[Natural language region descriptions]

+ + +

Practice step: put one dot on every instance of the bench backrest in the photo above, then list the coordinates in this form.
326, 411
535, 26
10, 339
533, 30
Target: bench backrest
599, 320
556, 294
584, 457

+ + +

### Requirement
Reproduce all the records shown above, unchanged.

### Answer section
Practice step: put one dot on every instance of the bench backrest in the photo above, then list the coordinates in this form.
326, 411
535, 26
10, 339
533, 30
Target: bench backrest
599, 320
556, 294
584, 457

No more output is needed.